» PASSAGE
==*==
Habits of the Heart: Individualism and Commitment in American Life is a book that comes highly recommended by Tim Keller and other church leaders. It’s written by a group of sociologists: Robert Bellah, Richard Madsen, William Sullivan, Ann Swidler, and Steven Tipton. The first release was in 1985, followed by an update in 1996, and a third edition in 2007. I’ve read this book multiple times, and it continues to stimulate thought and reflection. Below are a few excerpts that help you understand  their take on expressive individualism.

Slipping Solidarity

The authors of Habits of the Heart see diminishing solidarity in society.

Much of what has been happening in our society has been undermining our sense of community at every level. We are facing trends that threaten our basic sense of solidarity with others: solidarity with those near to us (loyalty to neighbors, colleagues at work, fellow townsfolk), but also solidarity with those who live far from us, those who are economically in situations very different from our own, those of other nations. Yet this solidarity—this sense of connection, shared fate, mutual responsibility, community—is more critical now than ever. It is a solidarity, trust, mutual responsibility that allows human communities to deal with threats and take advantage of opportunities. How can we strengthen these endangered capacities, which are first of all cultural capacities to think in certain ways? (xxxvi–xxxvii)

Freedom to Be Alone

Why do we see this phenomenon? In part because of American cultural traditions that prize independence, self-reliance, and autonomous freedom. Here are some quotes.
==*==
» DATA EXTRACT
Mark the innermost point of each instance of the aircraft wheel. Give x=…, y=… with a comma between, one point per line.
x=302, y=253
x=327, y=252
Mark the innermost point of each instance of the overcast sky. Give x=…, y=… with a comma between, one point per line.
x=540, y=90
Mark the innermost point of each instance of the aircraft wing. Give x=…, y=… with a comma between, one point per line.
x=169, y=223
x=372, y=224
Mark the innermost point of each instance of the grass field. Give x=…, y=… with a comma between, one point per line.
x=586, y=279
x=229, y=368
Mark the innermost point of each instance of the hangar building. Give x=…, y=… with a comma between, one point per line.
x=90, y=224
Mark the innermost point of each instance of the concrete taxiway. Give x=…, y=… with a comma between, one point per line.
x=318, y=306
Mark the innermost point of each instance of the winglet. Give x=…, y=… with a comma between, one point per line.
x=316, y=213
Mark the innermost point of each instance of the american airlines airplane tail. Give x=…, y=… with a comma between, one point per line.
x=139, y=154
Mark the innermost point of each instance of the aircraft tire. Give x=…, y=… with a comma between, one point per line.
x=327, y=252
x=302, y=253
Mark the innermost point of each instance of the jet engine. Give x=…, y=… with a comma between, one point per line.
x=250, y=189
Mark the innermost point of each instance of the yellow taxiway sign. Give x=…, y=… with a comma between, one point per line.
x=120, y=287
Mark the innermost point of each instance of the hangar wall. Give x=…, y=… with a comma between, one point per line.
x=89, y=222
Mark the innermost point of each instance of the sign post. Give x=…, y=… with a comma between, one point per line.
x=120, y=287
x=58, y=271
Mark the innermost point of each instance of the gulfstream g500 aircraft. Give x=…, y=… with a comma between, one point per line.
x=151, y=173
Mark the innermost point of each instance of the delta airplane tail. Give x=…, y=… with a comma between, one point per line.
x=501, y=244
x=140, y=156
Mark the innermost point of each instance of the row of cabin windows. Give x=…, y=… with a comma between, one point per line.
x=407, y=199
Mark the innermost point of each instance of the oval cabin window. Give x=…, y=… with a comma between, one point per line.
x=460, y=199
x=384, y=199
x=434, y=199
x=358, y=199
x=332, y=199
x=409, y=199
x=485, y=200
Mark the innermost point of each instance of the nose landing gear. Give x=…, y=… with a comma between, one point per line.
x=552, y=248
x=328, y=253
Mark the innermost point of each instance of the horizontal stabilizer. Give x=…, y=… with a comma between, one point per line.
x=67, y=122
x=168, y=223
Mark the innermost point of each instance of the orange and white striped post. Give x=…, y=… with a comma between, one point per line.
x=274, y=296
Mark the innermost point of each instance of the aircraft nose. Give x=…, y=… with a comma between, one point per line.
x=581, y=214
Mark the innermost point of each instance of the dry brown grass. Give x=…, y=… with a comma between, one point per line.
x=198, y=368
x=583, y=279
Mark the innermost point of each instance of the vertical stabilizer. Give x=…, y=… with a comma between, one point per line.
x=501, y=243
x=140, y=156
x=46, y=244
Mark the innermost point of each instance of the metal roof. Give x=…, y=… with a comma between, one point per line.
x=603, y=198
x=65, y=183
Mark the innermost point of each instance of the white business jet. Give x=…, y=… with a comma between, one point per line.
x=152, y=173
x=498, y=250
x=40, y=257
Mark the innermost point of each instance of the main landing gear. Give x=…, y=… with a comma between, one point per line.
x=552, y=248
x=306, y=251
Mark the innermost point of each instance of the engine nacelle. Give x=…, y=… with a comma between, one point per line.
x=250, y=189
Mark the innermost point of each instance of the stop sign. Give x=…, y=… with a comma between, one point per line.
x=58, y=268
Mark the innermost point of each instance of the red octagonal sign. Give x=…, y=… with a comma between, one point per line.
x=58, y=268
==*==
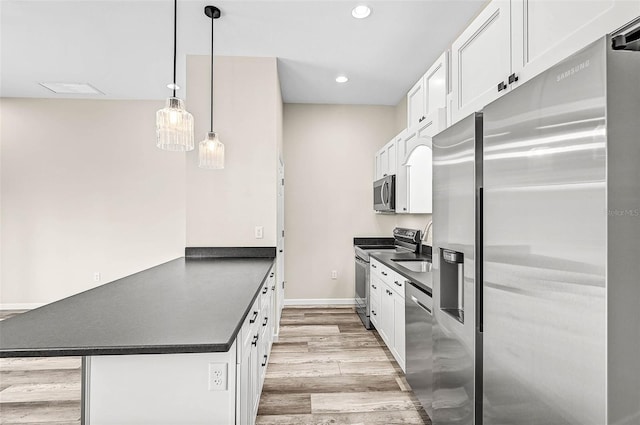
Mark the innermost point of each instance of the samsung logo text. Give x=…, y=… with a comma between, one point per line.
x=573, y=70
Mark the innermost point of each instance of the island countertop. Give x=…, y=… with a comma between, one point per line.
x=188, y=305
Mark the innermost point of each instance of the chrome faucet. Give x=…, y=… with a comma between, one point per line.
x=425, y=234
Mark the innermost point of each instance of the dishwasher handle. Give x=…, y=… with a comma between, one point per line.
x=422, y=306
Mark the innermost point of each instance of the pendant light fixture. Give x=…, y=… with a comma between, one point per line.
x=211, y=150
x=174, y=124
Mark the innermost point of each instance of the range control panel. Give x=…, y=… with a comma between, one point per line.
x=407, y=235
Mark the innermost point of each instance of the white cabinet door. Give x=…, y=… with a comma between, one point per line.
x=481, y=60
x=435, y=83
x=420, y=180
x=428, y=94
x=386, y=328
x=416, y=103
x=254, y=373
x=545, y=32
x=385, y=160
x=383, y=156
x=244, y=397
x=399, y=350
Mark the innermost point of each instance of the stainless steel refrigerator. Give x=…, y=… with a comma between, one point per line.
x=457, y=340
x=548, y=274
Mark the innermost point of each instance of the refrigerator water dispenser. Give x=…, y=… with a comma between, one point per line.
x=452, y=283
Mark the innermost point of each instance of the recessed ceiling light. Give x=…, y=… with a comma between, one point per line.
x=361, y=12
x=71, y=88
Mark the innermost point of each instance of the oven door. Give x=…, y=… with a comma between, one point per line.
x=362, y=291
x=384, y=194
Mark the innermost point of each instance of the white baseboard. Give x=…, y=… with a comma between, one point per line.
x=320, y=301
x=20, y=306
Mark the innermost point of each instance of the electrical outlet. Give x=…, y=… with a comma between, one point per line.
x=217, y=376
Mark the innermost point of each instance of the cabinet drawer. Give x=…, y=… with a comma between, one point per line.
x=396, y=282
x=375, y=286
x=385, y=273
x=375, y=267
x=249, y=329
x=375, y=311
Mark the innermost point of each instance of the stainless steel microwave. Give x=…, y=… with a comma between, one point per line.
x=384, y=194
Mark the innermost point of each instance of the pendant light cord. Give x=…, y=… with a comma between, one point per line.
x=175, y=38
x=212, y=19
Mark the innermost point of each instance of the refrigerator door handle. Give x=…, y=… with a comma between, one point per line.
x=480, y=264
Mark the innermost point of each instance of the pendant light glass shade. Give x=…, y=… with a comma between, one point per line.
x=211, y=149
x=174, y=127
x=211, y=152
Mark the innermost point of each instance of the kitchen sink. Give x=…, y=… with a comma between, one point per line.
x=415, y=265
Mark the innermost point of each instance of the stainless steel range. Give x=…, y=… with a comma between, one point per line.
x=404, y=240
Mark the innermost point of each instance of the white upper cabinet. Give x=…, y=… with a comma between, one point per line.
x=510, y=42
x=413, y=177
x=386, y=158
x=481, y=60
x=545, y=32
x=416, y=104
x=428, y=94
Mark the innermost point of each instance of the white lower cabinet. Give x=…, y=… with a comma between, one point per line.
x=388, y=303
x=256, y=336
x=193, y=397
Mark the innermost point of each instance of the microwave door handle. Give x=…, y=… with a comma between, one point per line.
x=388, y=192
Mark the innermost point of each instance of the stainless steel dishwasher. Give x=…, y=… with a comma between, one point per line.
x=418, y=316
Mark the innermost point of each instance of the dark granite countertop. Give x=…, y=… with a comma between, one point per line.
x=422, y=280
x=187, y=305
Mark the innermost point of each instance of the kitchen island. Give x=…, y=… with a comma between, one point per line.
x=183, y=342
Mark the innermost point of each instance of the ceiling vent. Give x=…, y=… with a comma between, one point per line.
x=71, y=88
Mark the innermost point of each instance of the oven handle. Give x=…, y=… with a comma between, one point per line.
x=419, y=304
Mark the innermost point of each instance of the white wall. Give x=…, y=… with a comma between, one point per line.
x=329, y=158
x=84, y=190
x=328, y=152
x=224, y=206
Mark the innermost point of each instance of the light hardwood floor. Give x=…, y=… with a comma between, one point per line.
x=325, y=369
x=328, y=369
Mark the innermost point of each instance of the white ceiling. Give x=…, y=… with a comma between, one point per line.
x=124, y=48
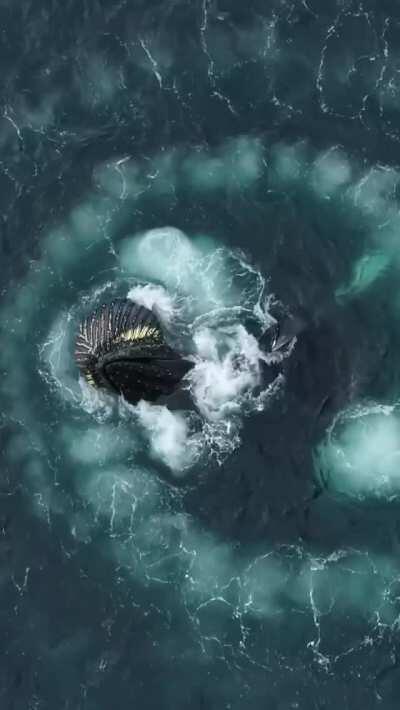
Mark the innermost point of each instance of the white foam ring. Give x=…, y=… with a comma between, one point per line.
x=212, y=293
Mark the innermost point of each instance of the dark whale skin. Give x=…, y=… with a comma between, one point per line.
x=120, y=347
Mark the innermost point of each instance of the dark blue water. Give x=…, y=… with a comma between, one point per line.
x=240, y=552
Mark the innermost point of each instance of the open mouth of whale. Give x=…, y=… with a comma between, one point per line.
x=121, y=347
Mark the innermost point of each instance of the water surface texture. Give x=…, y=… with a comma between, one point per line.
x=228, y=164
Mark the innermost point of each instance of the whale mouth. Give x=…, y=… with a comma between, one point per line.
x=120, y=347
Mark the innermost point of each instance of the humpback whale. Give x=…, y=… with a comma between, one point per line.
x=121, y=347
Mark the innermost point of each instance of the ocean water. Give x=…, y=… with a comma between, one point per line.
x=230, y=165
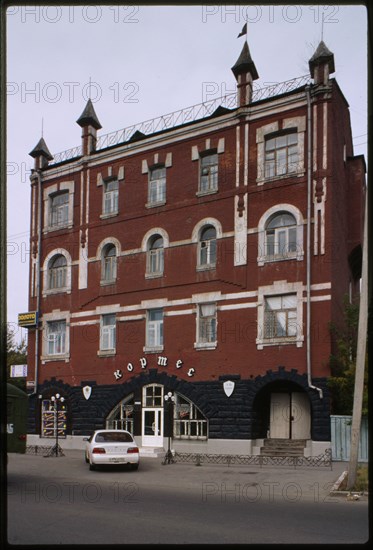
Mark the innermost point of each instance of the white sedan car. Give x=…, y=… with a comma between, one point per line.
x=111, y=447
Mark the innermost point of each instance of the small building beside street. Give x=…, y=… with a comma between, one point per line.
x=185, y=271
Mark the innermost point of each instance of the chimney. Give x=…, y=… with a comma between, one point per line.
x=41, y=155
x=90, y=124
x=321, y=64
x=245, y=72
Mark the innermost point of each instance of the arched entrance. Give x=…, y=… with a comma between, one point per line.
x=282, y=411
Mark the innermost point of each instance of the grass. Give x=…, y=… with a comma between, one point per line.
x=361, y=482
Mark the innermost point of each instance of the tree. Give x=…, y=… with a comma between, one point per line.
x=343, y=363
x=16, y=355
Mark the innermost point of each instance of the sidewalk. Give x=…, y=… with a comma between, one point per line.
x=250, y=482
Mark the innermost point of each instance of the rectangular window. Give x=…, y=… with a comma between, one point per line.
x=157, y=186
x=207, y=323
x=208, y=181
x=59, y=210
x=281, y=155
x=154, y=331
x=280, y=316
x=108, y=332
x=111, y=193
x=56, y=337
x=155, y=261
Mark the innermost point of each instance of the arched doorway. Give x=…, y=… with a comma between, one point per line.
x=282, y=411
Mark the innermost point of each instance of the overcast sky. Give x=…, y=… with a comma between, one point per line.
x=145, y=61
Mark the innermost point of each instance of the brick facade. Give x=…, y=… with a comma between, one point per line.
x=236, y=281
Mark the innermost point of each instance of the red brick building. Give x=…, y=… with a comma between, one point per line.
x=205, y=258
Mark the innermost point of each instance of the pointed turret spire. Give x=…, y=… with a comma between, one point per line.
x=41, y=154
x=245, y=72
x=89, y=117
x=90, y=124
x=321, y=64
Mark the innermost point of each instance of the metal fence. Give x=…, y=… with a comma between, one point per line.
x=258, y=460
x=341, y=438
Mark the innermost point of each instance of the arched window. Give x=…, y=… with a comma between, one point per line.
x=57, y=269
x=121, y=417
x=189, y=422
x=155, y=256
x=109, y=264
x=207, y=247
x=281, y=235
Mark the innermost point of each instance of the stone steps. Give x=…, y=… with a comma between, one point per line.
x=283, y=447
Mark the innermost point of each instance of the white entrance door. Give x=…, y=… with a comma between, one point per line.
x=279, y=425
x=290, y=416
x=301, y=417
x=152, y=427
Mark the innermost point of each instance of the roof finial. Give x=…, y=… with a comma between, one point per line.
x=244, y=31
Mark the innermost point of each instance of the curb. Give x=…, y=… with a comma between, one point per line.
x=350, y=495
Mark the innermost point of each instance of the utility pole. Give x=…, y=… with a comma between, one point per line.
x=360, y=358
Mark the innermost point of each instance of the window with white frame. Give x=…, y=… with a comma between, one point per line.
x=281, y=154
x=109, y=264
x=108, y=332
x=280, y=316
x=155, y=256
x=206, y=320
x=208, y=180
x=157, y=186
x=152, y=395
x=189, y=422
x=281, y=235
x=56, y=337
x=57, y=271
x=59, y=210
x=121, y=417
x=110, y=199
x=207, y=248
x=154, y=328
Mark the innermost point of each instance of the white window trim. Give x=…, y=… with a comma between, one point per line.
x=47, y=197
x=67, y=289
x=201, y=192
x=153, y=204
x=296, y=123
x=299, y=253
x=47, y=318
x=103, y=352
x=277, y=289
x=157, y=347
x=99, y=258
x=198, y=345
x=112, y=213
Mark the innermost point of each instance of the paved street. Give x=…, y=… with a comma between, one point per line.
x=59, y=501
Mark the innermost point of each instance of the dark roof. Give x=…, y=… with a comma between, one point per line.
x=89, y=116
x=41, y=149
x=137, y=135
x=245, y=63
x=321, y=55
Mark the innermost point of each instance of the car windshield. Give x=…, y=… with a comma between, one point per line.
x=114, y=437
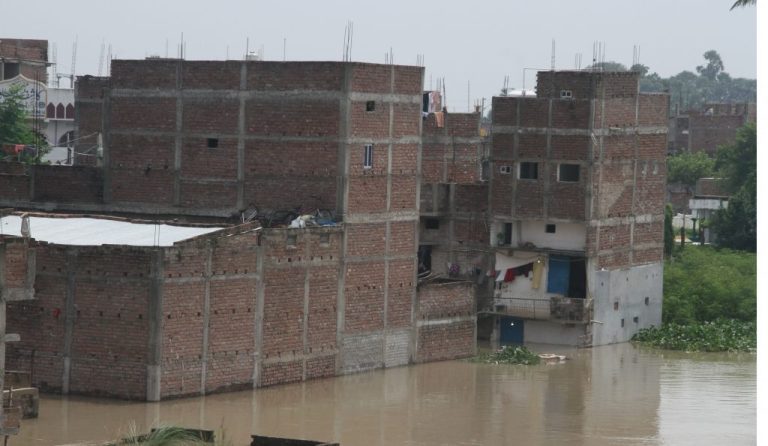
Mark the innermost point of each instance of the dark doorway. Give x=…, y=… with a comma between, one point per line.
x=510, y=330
==*==
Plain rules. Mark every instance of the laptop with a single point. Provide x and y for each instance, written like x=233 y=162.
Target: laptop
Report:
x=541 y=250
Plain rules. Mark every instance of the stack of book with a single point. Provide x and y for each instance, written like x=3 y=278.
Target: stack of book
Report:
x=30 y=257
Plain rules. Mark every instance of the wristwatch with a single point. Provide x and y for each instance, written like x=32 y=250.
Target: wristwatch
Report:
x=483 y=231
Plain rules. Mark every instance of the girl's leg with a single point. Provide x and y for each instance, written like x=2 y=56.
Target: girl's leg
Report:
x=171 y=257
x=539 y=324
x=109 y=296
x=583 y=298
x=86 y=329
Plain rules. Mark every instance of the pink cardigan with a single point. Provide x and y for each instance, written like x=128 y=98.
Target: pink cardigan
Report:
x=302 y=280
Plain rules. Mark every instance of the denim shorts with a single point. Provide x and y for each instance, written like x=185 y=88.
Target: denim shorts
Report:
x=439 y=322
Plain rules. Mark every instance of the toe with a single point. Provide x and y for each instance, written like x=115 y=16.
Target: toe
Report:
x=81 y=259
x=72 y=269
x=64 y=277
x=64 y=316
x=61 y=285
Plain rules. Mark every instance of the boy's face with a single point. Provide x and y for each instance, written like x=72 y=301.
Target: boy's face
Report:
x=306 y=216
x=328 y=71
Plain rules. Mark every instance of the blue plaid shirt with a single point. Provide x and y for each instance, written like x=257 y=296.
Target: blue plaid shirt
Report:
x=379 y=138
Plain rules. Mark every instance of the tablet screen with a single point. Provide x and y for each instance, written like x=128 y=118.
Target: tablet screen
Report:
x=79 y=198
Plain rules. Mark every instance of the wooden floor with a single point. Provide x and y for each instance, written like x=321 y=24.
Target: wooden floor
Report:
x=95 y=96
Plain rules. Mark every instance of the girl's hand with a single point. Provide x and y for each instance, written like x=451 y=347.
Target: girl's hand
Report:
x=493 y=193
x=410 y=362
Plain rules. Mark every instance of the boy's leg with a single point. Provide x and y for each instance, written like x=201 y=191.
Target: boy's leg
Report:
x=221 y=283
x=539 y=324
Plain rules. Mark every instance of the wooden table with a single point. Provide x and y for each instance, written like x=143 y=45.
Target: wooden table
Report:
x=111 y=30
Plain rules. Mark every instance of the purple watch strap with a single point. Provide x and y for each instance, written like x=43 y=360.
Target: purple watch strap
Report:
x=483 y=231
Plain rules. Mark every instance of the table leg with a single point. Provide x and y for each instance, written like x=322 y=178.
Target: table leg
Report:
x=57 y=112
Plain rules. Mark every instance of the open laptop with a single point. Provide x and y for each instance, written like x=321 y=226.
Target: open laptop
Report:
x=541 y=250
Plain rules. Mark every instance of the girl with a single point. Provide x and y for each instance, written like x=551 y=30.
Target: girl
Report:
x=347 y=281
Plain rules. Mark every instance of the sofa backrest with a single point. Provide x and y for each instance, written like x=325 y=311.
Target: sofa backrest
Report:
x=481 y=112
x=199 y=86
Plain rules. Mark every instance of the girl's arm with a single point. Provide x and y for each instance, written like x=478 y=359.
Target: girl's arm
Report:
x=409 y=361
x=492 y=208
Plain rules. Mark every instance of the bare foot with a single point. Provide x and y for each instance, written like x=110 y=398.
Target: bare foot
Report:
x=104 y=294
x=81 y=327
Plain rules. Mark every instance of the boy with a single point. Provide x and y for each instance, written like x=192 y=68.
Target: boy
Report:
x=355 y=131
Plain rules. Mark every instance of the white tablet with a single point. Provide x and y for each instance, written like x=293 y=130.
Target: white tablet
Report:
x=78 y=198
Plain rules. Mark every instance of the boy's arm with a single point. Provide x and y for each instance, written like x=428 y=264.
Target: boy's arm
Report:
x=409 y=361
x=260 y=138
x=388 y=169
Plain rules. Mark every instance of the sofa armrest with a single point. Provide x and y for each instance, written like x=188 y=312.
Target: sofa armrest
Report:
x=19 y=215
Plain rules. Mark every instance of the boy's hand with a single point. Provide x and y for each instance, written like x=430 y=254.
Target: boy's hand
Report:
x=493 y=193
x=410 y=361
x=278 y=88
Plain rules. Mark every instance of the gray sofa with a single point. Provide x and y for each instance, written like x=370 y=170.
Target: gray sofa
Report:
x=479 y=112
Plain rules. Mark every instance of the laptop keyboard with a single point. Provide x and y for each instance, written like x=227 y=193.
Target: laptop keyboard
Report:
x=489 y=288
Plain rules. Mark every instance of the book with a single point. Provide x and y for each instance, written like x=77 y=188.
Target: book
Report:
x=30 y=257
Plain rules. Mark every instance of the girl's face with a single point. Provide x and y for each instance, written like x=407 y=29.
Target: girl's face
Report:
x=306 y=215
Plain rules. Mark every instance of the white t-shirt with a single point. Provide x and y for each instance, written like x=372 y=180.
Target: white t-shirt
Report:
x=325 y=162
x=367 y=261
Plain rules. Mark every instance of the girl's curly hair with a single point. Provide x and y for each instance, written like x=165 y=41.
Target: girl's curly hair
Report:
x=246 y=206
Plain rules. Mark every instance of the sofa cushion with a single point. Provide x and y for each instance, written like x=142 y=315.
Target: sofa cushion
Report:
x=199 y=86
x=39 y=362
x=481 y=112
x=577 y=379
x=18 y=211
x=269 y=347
==*==
» TO DO
1. Reproduce the part of the Habits of the Heart passage that opens with the words containing "Freedom to Be" and closes with "are some quotes.".
2. Do these statements agree with the Habits of the Heart passage? Answer yes or no for each and quote the words that decide it.
(a) The book was first released in 1985.
(b) The book was written by a single sociologist.
(c) The authors see solidarity in society as growing stronger.
3. How would the Habits of the Heart passage go on after its final sentence? Write the next part.

» TASK-BY-TASK OUTPUTS
1.
Freedom to Be Alone

Why do we see this phenomenon? In part because of American cultural traditions that prize independence, self-reliance, and autonomous freedom. Here are some quotes.

2.
(a) Yes: "The first release was in 1985"
(b) No: "It’s written by a group of sociologists"
(c) No: "The authors of Habits of the Heart see diminishing solidarity in society."

3.
  • Freedom is perhaps the most resonant, deeply help American value. Yet freedom turns out to mean being left alone by others, not having other people’s values, ideas, or styles of life forced upon one, being free of arbitrary authority in work, family, and political life. What it is that one might do with that freedom is much more difficult for Americans to define. And if the entire social world is made up of individuals, each endowed with the right to be free of others’ demands, it becomes hard to forge bonds of attachment to, or cooperation with, other people, since such bonds would imply obligations that necessarily impinge on one’s freedom. (23)
  • We live in a society that encourages us to cut free from the past, to define our own selves, to choose the groups with which we wish to identify. No tradition and no community in the United States is above criticism, and the test of the criticism is usually the degree to which the community or tradition helps the individual to find fulfillment. (154)
  • From this point of view, to be free psychologically is to succeed in separating oneself from the values imposed by one’s past or by conformity to one’s social milieu, so that one can discover what one really wants. (23)
  • American cultural traditions define personality, achievement, and the purpose of human life in ways that leave the individual suspended in glorious, but terrifying, isolation. (6)
  • This clear-sighted vision of each individual’s ultimate self-reliance turns out to leave very little place for interdependence and to correspond to a fairly grim view of the individual’s place in the social world. Self-reliance is a virtue that implies being alone. (14-15)
  • The notion that one discovers one’s deepest beliefs in, and through, tradition and community is not very congenial to Americans. Most of us imagine an autonomous self existing independently, entirely outside any tradition and community, and then perhaps choosing one. . . . Just where we think we are most free, we are most coerced by the dominant beliefs or our own culture. For it is a powerful cultural fiction that we not only can, but must, make up our deepest beliefs in the isolation of our private selves. (65)

What Is the Good Life?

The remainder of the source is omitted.